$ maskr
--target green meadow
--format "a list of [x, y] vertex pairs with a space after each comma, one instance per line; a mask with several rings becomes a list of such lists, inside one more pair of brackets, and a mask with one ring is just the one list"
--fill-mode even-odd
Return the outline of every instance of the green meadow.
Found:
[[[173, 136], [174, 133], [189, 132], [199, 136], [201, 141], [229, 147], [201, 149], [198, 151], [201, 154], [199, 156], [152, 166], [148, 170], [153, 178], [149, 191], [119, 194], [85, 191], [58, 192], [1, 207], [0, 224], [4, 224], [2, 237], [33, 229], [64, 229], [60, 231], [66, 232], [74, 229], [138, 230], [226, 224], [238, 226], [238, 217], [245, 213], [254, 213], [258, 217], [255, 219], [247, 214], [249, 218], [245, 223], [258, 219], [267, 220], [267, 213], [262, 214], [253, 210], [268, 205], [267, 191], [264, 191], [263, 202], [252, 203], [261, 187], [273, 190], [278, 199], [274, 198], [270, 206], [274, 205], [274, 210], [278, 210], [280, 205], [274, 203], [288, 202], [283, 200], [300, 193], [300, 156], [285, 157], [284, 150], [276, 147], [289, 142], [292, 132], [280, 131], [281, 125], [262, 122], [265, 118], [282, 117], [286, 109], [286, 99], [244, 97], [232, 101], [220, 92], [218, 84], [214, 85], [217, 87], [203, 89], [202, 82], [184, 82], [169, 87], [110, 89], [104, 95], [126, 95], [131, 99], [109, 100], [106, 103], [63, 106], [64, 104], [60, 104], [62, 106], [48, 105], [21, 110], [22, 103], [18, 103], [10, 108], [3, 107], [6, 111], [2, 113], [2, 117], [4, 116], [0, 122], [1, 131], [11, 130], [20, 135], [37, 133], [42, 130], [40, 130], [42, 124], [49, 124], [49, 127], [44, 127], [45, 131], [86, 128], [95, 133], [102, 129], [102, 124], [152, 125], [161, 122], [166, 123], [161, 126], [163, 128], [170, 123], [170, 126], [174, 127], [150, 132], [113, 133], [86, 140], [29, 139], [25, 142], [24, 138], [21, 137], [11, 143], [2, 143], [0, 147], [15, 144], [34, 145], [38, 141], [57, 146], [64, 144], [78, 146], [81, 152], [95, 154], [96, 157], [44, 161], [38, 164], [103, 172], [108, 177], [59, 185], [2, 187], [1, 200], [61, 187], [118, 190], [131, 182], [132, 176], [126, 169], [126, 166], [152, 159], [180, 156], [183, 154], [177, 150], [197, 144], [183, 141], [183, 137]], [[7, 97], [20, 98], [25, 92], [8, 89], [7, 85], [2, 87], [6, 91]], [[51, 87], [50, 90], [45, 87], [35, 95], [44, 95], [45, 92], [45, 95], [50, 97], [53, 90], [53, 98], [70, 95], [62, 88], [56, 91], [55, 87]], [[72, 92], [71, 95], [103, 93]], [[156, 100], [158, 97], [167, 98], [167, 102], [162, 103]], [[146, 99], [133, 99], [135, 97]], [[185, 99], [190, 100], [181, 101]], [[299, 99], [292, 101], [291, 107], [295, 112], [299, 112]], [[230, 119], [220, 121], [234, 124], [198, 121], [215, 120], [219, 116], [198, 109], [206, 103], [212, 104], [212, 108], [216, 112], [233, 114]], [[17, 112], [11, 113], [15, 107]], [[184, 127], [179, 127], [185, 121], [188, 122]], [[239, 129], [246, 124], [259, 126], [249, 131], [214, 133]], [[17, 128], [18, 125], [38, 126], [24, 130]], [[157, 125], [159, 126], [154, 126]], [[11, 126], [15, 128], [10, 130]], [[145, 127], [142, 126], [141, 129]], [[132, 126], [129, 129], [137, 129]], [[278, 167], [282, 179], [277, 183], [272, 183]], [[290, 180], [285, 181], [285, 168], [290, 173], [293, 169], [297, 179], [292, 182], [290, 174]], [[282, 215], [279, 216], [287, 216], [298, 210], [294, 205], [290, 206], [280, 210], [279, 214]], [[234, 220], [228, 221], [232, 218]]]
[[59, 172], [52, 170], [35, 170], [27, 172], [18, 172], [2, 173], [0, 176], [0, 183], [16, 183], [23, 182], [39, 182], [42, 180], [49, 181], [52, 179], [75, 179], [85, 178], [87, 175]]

(Short exercise)
Write out every record verbatim.

(Exercise output)
$ maskr
--target green meadow
--format "a list of [x, y] vertex pairs with a space after each comma, one instance per line; a mask with several rings becomes a list of such lists, inside one more pair of brackets, and a mask with one ring is just the one list"
--fill-mode even-odd
Return the outline of every instance of the green meadow.
Found:
[[[173, 136], [174, 133], [189, 132], [199, 136], [201, 141], [229, 147], [201, 149], [198, 151], [201, 154], [199, 156], [152, 166], [148, 170], [153, 178], [149, 191], [119, 194], [85, 191], [58, 192], [1, 207], [0, 224], [4, 224], [2, 237], [33, 229], [64, 229], [60, 231], [66, 232], [74, 229], [138, 230], [226, 224], [238, 226], [238, 217], [245, 213], [254, 213], [258, 217], [255, 219], [247, 214], [249, 218], [245, 223], [258, 219], [267, 220], [267, 213], [262, 214], [253, 210], [268, 205], [267, 191], [264, 191], [263, 202], [252, 203], [261, 187], [273, 190], [278, 199], [274, 198], [270, 206], [274, 205], [274, 210], [278, 210], [280, 205], [274, 203], [288, 202], [283, 200], [300, 193], [300, 156], [285, 157], [284, 150], [276, 147], [289, 142], [292, 132], [280, 131], [281, 125], [262, 122], [265, 118], [282, 117], [286, 109], [286, 99], [244, 97], [232, 101], [220, 92], [218, 84], [214, 85], [217, 87], [203, 89], [202, 82], [184, 82], [169, 87], [110, 89], [104, 95], [126, 95], [131, 99], [109, 100], [106, 103], [63, 106], [64, 104], [60, 104], [62, 106], [48, 105], [21, 110], [22, 103], [18, 103], [10, 108], [3, 107], [6, 111], [2, 113], [2, 117], [4, 116], [0, 122], [1, 131], [11, 130], [20, 135], [37, 133], [42, 130], [40, 130], [42, 124], [49, 124], [49, 127], [44, 127], [45, 131], [86, 128], [95, 133], [102, 129], [102, 124], [152, 125], [161, 122], [166, 123], [161, 126], [163, 128], [170, 123], [170, 126], [174, 127], [150, 132], [113, 133], [86, 140], [29, 139], [25, 142], [24, 138], [21, 137], [11, 143], [2, 143], [0, 147], [15, 144], [34, 145], [38, 141], [57, 146], [64, 144], [78, 146], [81, 152], [95, 154], [96, 157], [44, 161], [38, 164], [103, 172], [108, 177], [59, 185], [2, 187], [1, 200], [61, 187], [118, 190], [131, 182], [132, 176], [126, 169], [126, 166], [152, 159], [180, 156], [183, 154], [177, 150], [197, 144], [183, 141], [183, 137]], [[7, 97], [20, 98], [25, 92], [8, 89], [7, 85], [2, 87], [6, 91]], [[51, 87], [50, 90], [45, 87], [35, 95], [44, 95], [45, 92], [45, 95], [50, 97], [53, 90], [53, 98], [70, 95], [62, 88], [56, 91], [55, 87]], [[72, 92], [71, 95], [103, 93]], [[156, 100], [158, 97], [167, 98], [167, 102], [162, 103]], [[146, 99], [133, 99], [135, 97]], [[185, 99], [190, 100], [181, 101]], [[299, 99], [292, 101], [291, 107], [295, 112], [299, 112]], [[230, 119], [220, 121], [234, 124], [198, 121], [215, 120], [219, 116], [198, 109], [206, 103], [212, 104], [212, 108], [216, 112], [233, 114]], [[17, 112], [11, 113], [15, 107]], [[184, 127], [179, 127], [185, 121], [188, 122]], [[239, 129], [246, 124], [259, 126], [249, 131], [214, 133]], [[17, 128], [18, 125], [38, 126], [24, 130]], [[157, 125], [159, 126], [154, 126]], [[11, 126], [15, 128], [10, 130]], [[145, 127], [142, 126], [141, 129]], [[132, 126], [129, 129], [137, 129]], [[278, 167], [282, 179], [277, 183], [272, 183]], [[290, 180], [285, 181], [285, 168], [290, 173], [293, 169], [297, 179], [292, 182], [290, 174]], [[282, 215], [279, 216], [287, 216], [298, 210], [294, 205], [290, 206], [280, 210], [279, 214]], [[234, 220], [228, 221], [232, 218]]]
[[59, 172], [52, 170], [35, 170], [27, 172], [18, 172], [2, 173], [0, 176], [0, 183], [16, 183], [23, 182], [39, 182], [42, 180], [49, 181], [52, 179], [75, 179], [85, 178], [87, 175]]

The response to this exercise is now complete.